- **What to produce**
Reproduce all of the data exactly as written.

- **Records to process**
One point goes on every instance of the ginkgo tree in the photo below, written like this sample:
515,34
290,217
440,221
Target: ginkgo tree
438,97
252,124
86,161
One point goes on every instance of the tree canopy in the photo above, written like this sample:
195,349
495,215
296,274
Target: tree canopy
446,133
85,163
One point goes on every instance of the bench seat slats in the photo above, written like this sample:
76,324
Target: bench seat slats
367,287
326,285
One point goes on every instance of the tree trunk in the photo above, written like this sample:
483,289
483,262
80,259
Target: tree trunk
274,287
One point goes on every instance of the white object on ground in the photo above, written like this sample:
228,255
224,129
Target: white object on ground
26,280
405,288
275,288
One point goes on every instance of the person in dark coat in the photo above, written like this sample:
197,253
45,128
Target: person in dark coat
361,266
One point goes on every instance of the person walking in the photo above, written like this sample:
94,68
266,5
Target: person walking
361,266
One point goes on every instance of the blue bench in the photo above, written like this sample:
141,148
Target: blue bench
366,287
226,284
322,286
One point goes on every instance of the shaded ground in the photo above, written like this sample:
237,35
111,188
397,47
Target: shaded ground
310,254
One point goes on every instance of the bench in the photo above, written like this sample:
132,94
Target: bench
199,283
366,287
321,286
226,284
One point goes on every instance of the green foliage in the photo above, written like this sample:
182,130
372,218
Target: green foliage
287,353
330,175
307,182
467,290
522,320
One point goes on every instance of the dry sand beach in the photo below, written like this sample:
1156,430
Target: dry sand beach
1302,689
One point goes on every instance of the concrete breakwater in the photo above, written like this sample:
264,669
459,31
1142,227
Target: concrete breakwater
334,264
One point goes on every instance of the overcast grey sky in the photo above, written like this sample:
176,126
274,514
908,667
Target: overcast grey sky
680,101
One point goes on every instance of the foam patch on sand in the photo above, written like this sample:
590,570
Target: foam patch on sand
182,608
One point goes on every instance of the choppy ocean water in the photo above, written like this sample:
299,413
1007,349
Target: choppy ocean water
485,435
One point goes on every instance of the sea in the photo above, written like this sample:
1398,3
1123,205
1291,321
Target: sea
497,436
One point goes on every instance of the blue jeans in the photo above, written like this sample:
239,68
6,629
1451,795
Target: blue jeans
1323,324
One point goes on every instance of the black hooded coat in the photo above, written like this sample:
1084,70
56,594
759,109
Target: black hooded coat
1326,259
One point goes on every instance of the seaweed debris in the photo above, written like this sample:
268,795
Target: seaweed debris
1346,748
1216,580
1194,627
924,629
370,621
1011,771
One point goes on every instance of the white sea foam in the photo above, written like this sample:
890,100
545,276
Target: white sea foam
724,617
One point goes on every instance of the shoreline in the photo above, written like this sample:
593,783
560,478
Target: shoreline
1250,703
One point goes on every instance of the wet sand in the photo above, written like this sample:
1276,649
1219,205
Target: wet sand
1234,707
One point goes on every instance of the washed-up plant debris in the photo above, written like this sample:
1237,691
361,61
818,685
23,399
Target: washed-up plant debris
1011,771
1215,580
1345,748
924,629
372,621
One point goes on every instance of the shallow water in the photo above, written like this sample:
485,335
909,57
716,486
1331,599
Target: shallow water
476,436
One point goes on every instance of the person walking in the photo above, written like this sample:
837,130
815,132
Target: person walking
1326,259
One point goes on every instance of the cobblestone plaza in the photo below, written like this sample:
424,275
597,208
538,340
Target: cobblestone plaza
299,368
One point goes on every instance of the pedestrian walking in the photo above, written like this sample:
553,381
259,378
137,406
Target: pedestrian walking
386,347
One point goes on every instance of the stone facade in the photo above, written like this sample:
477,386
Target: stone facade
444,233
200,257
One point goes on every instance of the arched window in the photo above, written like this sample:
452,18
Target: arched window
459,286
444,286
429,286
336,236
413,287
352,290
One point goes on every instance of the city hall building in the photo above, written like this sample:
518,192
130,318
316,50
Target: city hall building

- **The answer**
One point goes on every instance of the ginkgo tree in the photo below, written like this sample:
515,34
290,217
440,221
Target: ginkgo tree
438,97
252,124
86,161
One point goes on every instance of the tree canopy in the photo above, written like this sample:
195,349
495,215
296,274
Target: tree canopy
446,133
85,163
One point goes on every instance of the bench seat slats in the photo above, written like this sample:
76,324
Target: bench seat slats
367,287
326,285
One point goes on every instance of the tree trunk in the photo above, written like this sample:
483,289
483,262
80,259
Target: tree trunk
274,287
One point goes on every instance of the white object on ground in the photo above, written like this sample:
228,255
224,129
Target: white object on ground
26,280
405,288
275,288
One point goes on every instance of the person in dark coat in the photo above, written like this sample:
197,253
45,128
Target: person in dark coat
361,266
One point goes on every instance of the person walking in the photo above, written like this sample:
94,68
266,5
Target: person walking
361,266
One point goes on every instance of the blue bench in the photo above, written like this sample:
141,148
Target: blue bench
366,287
226,284
322,286
One point goes on every instance of the shaded ground in the photo above, written like this sample:
237,35
111,188
397,47
Target: shaded ground
310,254
One point goes on every instance of the bench in the photo above, written like this sample:
132,94
Target: bench
199,283
366,287
321,286
226,284
One point goes on every instance of the green foliage in the photo above, written like this sample:
182,130
372,218
Target: green foliage
287,353
330,175
307,182
467,290
522,320
One point goes on every instance of the dry sand beach in the photo below, written like this sample:
1156,430
Target: dry sand beach
1302,689
One point goes on every instance of the concrete breakwater in the photo above, written like this sample:
264,669
459,31
1142,227
Target: concrete breakwater
334,264
One point goes on every instance of the overcast grey sky in the photo above, written like this sample:
176,126
274,514
908,667
Target: overcast grey sky
680,101
One point goes on every instance of the foam patch on sand in the photo above, written like this sample:
590,570
Target: foam patch on sand
182,608
One point goes on every instance of the choppy ocean water in the photo above, written like this sample:
299,413
1007,349
Target: choppy ocean water
485,435
One point goes on every instance of the sea in the photo above, written like this sample:
1398,3
1123,205
1291,321
Target: sea
497,436
One point goes on every instance of the blue jeans in the photo above, written like this sample:
239,68
6,629
1451,795
Target: blue jeans
1323,324
One point goes on every instance of the black hooded coat in the photo above, written like this sample:
1084,70
56,594
759,109
Target: black hooded coat
1326,259
One point goes on every instance of the seaweed debris in the photo above, written like this sample:
268,795
Target: seaweed debris
1346,748
1216,580
1194,627
924,629
370,621
1011,771
One point goes on every instance of the white sea foam in the photo above, written like this sample:
890,100
545,276
Target: white sea foam
724,617
One point goes on every instance of the shoreline in the photo above, written like this sample:
593,783
560,478
Target: shoreline
1250,703
One point goes on every instance of the wet sand in the photo above, written like this sample:
1276,649
1219,205
Target: wet sand
1234,707
One point goes on every instance of the washed-up plant debris in the photo above, written like this sample:
1237,691
361,61
818,685
23,399
Target: washed-up plant debris
1011,771
1215,580
1345,748
924,629
372,621
One point goes on every instance of the shallow water in the photo above, written like this sample:
485,335
909,57
716,486
1331,599
Target: shallow water
476,436
One point goes on every instance of the person walking in the photo above, written like this sample:
837,130
815,132
Target: person walking
1326,259
One point goes on every instance of the cobblestone plaza in the photo below, written like this sample:
424,275
597,208
538,340
Target: cobblestone plaza
299,368
One point goes on every instance of the pedestrian walking in the photo above, written like this sample:
553,381
259,378
137,406
Target: pedestrian walking
386,347
One point goes on every instance of the stone facade in the photo above, written like this sample:
477,386
Target: stone facade
444,233
200,257
One point goes on every instance of the arched window in the photo above, written like this sample:
452,18
Target: arched window
459,286
444,286
429,286
336,236
413,287
352,290
One point goes on every instance of the city hall building in the photo above, written like this sample:
518,192
130,318
316,50
Target: city hall building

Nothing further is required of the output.